# PROVIDED DATA
·····

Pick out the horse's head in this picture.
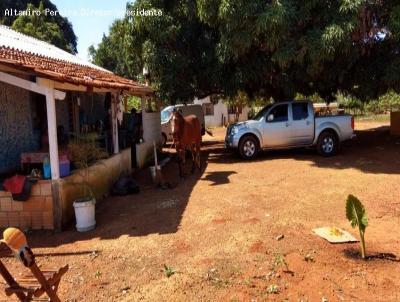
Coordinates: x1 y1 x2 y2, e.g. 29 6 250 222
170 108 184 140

·····

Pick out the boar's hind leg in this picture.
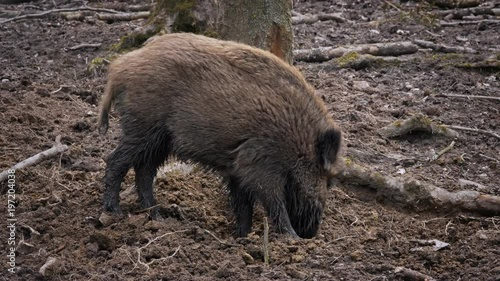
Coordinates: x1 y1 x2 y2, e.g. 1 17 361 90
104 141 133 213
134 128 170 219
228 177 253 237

·····

# BRIEF
Format every line in the entries, from the one containing "Pick out the boar's hind leg in this picture." down to the one containing "228 177 253 237", as a JSON list of strings, one string per line, skipping blank lines. Omit the pictures.

# WRITTEN RESPONSE
[
  "Pick out the boar's hind leg in this picture.",
  "Coordinates: x1 y1 x2 y2, e.g. 1 17 361 90",
  "104 141 133 213",
  "134 128 170 219",
  "228 177 253 237"
]